===== EXCERPTED PASSAGE =====
There’s also a different kind of cost: a design cost. To be able to return a
universal error from any operation, and have it be understood by a caller
attempting any other operation, we have to make rules about the message
encoding. Every operation must be capable of returning an error, every operation
must have a way of encoding this particular error, and the encoding of this
error by all operations must be identical.

This means you can’t express an operation that can’t fail, which is
particularly annoying: as we’ve built our firmware infrastructure on Hubris, we
keep finding operations that really can’t fail. Setting a GPIO pin, for example.

So we dearly needed an alternative to this “universal error code” approach. I
drew inspiration from a weird design decision I made in the Hubris kernel API:
the Hubris kernel is unusually aggressive.

The kernel is not having any of your nonsense.

In most operating systems, if you violate the preconditions for a system call,
you get a polite error code back from the kernel — or, at worst, an exception
handler or signal handler gets triggered. You have an opportunity to recover.

Take Unix for example. If you call close on a file descriptor you never
opened, you get an error code back. If you call open and hand it a null
pointer instead of a pathname? You get an error code back. Both of these are
violations of a system call’s preconditions, and both are handled through the
same error mechanism that handles “file not found” and other cases that can
happen in a correct program.

On Hubris, if you break a system call’s preconditions, your task is immediately
destroyed with no opportunity to do anything else.¹

More specifically, the kernel delivers a synthetic fault. This is very similar
to the hardware faults that a task receives if it, say, dereferences a null
pointer, or divides by zero. Those are produced by the CPU for breaking the
processor architecture’s rules. Synthetic faults, on the other hand, are
produced by the kernel for breaking the kernel’s rules.
=====
#### [WHAT IS EXPECTED]
Extend the passage on error handling in the Hubris kernel, beginning directly after its final sentence.
===== MATERIAL PROVIDED =====
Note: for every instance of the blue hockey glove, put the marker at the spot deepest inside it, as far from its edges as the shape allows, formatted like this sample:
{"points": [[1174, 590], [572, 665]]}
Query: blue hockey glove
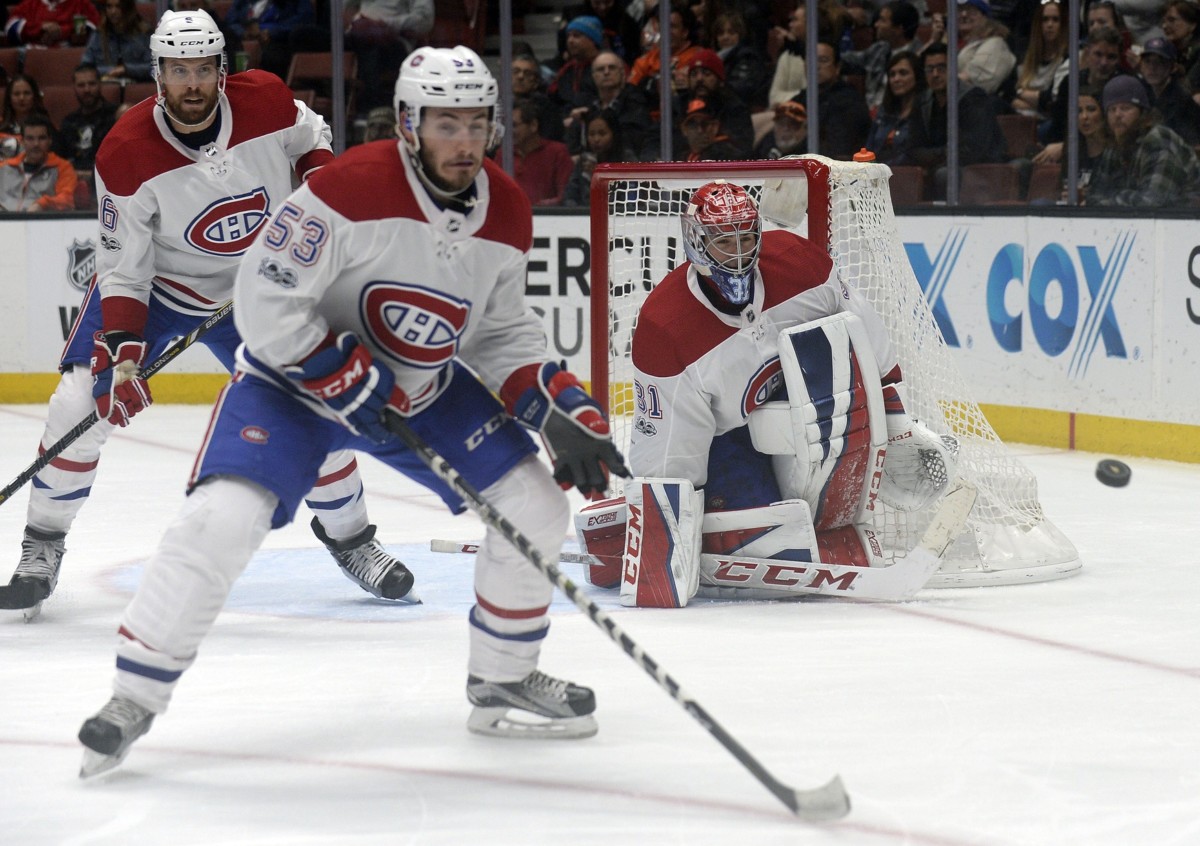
=====
#### [EXERCISE RESPONSE]
For example, when a task calls SEND, it passes the kernel the index of the
intended recipient task, and a pointer to some memory containing the message. If
the recipient task index is out of range for the application? Synthetic fault.
If the message pointer points to memory the task doesn’t actually have access
to? Synthetic fault.

Early in the system’s design, I decided not to permit recoverable/resumable
faults. That is, when a program takes a fault — whether it’s hardware or
synthetic — the task is dead. It can run no further instructions. There is no
way to “fix” the problem and resume the task. This was a conscious choice to
avoid some subtle failure modes and simplify reasoning about the system.²

But combined with the kernel’s habit of faulting any task that looks at it
funny, this makes the system’s behavior very unusual compared to most operating
systems.

And it’s been great.

Initially I was concerned that I’d made the kernel too aggressive, but in
practice, this has meant that errors are caught very early in development. A
fault is hard to miss, and literally cannot be ignored the way an error code
might be. Humility (our debugger) happily prints a detailed description of any
fault it finds; in fact, one made an appearance in my last Hubris-related
post, although in that case it was being reported in error:

mem fault (precise: 0x801bffd) in syscall (was: wait: reply from i2c_driver/gen0)

This is a synthetic fault that a task receives for handing the kernel a pointer
to some memory (at address 0x801bffd in this case) that the task can’t
actually access.

This behavior was so nice to use in practice, in fact, that it suggested a way
to fix our IPC error reporting woes: generalize the same mechanism.

The server isn’t having any of your nonsense, either.

Once I realized that our unusually strict kernel was actually helping
developers instead of hindering them, I was inspired to implement Hubris’s 13th
and oddest syscall: REPLY_FAULT.

I mentioned REPLY earlier, the mechanism servers use to respond to their
clients. More specifically,

When a client uses SEND the kernel marks the client’s task as “waiting to
send” to the recipient task.
When the recipient uses RECV, one client task “waiting to send” to it is
updated to “waiting for reply.” The client task will remain in that state
until something changes — usually, the server using REPLY.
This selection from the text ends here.